▸ **SHORT EXERCISE**:
Please count how many lines in the items below contain the word "branch" and reply with only that number.

▸ **PROVIDED ENTRIES**:
— BEGIN —

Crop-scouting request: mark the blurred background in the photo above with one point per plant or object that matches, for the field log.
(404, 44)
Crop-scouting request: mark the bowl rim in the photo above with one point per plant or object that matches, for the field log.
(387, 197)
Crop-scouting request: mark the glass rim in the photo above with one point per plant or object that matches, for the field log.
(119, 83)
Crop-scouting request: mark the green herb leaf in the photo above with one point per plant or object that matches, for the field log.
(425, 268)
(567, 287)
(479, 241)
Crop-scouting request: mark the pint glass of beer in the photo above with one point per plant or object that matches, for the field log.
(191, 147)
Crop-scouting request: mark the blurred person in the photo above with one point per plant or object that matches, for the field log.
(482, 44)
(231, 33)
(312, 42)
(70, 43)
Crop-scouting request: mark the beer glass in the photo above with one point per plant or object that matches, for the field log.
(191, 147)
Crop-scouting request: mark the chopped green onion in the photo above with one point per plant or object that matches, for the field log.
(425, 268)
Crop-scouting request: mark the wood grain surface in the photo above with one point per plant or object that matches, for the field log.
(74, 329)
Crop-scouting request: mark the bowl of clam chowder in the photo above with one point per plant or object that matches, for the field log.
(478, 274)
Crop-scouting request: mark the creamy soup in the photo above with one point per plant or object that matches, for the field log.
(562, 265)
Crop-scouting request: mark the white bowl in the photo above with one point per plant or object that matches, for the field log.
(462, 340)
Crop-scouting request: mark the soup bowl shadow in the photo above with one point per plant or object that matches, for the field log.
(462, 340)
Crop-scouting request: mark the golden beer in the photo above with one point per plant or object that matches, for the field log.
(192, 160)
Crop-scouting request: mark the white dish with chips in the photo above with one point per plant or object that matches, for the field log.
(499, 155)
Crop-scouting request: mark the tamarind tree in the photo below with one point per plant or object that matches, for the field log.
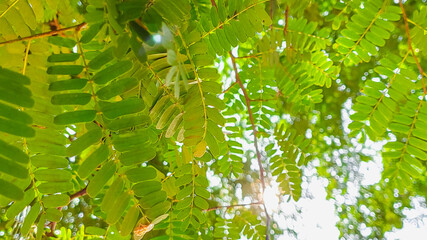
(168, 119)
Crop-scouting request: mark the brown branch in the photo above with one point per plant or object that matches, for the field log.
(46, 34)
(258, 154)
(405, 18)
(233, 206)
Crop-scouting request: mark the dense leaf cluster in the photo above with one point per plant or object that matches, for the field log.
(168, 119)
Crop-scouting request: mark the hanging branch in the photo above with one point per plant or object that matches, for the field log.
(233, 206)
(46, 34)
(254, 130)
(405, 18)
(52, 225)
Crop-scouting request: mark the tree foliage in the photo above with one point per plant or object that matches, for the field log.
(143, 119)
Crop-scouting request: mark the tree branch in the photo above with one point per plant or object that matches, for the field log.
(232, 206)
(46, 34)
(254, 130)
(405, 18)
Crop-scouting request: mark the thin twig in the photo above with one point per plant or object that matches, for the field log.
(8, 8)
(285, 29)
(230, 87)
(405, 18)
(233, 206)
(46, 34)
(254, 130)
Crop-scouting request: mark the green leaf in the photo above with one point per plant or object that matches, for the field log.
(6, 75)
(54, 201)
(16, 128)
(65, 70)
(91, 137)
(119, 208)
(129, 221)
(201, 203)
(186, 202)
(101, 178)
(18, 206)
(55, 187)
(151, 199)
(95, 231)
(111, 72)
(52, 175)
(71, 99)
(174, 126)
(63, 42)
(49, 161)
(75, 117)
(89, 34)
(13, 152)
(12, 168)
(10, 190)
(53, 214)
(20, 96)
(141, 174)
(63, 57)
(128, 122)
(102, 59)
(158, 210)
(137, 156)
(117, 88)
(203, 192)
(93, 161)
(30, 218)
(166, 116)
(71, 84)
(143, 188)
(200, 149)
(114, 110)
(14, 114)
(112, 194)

— END —
— BEGIN —

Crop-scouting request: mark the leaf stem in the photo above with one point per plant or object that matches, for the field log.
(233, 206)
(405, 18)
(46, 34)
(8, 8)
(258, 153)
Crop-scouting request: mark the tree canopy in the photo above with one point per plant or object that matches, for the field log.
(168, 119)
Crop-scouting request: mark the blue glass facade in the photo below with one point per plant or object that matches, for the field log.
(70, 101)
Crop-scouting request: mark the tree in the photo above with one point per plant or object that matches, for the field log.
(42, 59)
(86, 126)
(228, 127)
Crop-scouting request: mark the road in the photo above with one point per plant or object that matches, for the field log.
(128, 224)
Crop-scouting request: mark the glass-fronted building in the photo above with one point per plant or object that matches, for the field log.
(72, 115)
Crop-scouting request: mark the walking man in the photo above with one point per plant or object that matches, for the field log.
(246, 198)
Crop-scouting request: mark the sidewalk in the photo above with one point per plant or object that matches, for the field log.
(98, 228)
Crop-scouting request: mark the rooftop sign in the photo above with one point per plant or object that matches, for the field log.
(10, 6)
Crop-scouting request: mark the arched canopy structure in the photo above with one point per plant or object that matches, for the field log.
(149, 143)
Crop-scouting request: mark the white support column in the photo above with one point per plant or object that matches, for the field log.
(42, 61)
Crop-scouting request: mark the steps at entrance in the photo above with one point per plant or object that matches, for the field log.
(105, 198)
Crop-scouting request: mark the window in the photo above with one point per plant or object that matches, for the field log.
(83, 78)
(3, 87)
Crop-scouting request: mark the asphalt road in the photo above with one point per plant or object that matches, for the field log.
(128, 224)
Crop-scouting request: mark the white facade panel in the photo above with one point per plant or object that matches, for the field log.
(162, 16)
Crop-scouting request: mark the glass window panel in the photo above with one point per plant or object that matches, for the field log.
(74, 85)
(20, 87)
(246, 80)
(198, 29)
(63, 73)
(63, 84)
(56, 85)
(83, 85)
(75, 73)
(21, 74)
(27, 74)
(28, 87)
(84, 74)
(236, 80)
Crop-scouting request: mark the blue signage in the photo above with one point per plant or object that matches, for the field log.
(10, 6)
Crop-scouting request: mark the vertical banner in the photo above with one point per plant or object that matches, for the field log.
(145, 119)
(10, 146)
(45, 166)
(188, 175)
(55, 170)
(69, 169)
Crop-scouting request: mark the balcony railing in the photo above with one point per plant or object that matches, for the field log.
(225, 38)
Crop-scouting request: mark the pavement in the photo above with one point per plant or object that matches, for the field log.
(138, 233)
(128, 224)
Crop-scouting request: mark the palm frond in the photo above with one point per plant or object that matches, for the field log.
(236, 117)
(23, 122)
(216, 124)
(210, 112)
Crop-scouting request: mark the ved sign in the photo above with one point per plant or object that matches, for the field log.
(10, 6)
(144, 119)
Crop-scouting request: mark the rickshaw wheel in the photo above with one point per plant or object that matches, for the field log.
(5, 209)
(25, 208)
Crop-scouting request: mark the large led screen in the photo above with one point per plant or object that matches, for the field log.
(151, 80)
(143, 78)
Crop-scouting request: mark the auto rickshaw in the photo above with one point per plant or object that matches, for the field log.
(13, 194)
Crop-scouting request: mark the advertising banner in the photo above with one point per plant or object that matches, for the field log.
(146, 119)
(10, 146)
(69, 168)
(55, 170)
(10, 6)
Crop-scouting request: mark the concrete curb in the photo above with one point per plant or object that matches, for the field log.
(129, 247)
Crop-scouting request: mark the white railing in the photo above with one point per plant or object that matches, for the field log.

— END —

▸ **RESPONSE FOR THIS EXERCISE**:
3